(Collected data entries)
== == ==

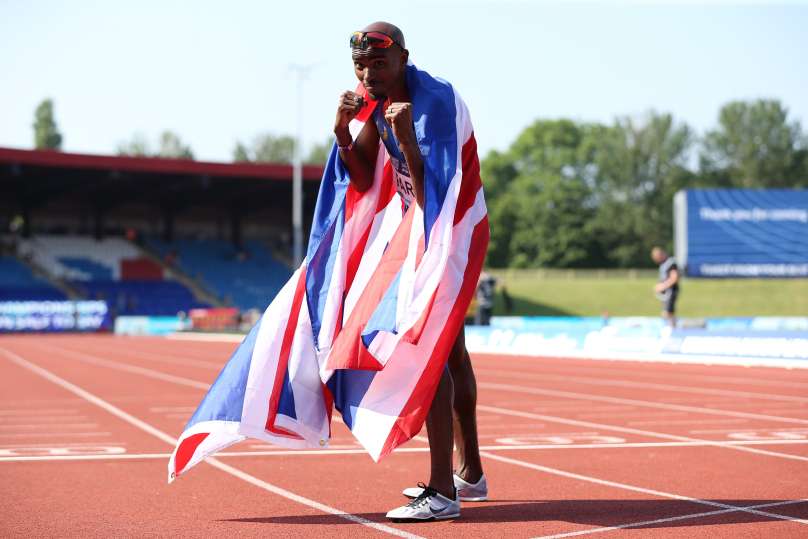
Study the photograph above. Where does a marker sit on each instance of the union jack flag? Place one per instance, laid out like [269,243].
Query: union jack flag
[365,325]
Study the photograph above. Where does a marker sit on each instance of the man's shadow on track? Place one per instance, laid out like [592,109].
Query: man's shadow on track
[590,512]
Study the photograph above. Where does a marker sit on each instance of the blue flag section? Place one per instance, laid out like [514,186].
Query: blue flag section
[756,233]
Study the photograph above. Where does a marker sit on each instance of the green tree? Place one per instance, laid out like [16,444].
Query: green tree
[46,133]
[266,148]
[138,146]
[756,145]
[638,165]
[172,147]
[240,153]
[539,201]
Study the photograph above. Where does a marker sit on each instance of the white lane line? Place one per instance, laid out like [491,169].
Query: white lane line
[597,370]
[50,426]
[162,358]
[37,411]
[125,367]
[636,402]
[669,519]
[324,452]
[687,422]
[142,425]
[38,435]
[195,383]
[634,488]
[640,432]
[644,385]
[17,420]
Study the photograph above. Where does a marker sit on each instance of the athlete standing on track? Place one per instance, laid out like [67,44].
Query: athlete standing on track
[667,289]
[380,60]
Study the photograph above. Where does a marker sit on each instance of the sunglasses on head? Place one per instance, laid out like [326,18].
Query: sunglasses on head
[371,40]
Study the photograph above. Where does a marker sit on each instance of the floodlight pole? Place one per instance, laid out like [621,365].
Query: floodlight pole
[297,170]
[301,72]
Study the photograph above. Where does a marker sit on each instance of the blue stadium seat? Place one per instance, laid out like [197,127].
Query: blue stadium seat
[155,298]
[249,283]
[18,283]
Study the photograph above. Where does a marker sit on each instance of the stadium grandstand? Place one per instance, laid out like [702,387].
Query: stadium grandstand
[147,236]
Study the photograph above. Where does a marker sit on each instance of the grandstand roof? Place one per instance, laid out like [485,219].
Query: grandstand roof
[157,165]
[40,181]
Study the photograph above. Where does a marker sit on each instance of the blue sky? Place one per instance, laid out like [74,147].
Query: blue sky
[217,72]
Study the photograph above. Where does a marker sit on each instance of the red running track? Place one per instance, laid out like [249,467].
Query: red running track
[570,447]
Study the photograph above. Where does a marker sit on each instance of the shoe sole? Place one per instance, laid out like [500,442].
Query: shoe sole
[430,519]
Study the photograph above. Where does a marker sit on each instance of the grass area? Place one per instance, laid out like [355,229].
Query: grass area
[630,293]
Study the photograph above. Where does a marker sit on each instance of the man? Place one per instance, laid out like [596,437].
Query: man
[485,299]
[380,63]
[667,289]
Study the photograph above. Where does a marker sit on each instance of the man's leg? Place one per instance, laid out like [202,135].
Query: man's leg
[469,466]
[439,431]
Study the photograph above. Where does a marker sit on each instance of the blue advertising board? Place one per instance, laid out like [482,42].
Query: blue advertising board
[742,232]
[49,316]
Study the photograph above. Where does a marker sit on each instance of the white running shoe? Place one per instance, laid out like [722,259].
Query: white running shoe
[429,505]
[466,492]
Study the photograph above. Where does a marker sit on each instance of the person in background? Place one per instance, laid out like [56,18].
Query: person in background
[667,289]
[485,299]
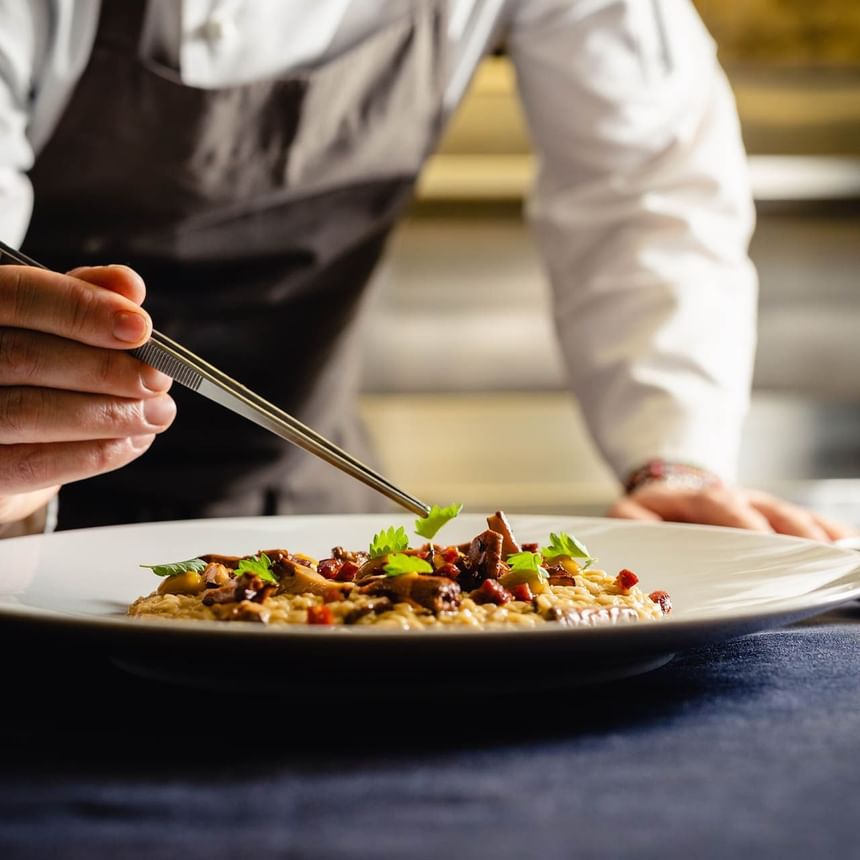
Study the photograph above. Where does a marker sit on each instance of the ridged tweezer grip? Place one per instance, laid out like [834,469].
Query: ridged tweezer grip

== == ==

Required work
Reproduce the stretch of rows from the line containing "out like [355,229]." through the end of the rows, substituting "image" for every "photograph" and keeping everything else the same. Omit the pictures from your answer.

Exercise result
Study the image above. Where does a marker sit on each instance of the grass area? Place one per instance, laid out like [355,229].
Query: grass area
[630,293]
Study the image above. Where does a marker sit on each instance of the man? Place one per instance, laid out like [596,437].
Query: man
[485,299]
[380,63]
[667,289]
Study the image above. Where does a marker sit on each instance of the man's leg? Place one per instance, laid out like [202,135].
Query: man's leg
[469,466]
[439,431]
Study the image above. Where does a marker sit on each instance of the blue advertising board? Place one per instance, laid out like [482,42].
Query: blue advertising board
[742,232]
[49,316]
Study the image above. Where does a marker sit on each instance of the white running shoe? Place one per instance, laid out like [722,259].
Query: white running shoe
[429,505]
[466,492]
Study the image above. Where does a marker sit on each instance of the person in background? Place one per instance, laid out like [56,18].
Query: person in background
[667,289]
[485,299]
Study the image above. Where does a marker sit on each instance of the ridged tweezer grip? Place one per instance, laid out like [834,469].
Query: ridged tweezer grip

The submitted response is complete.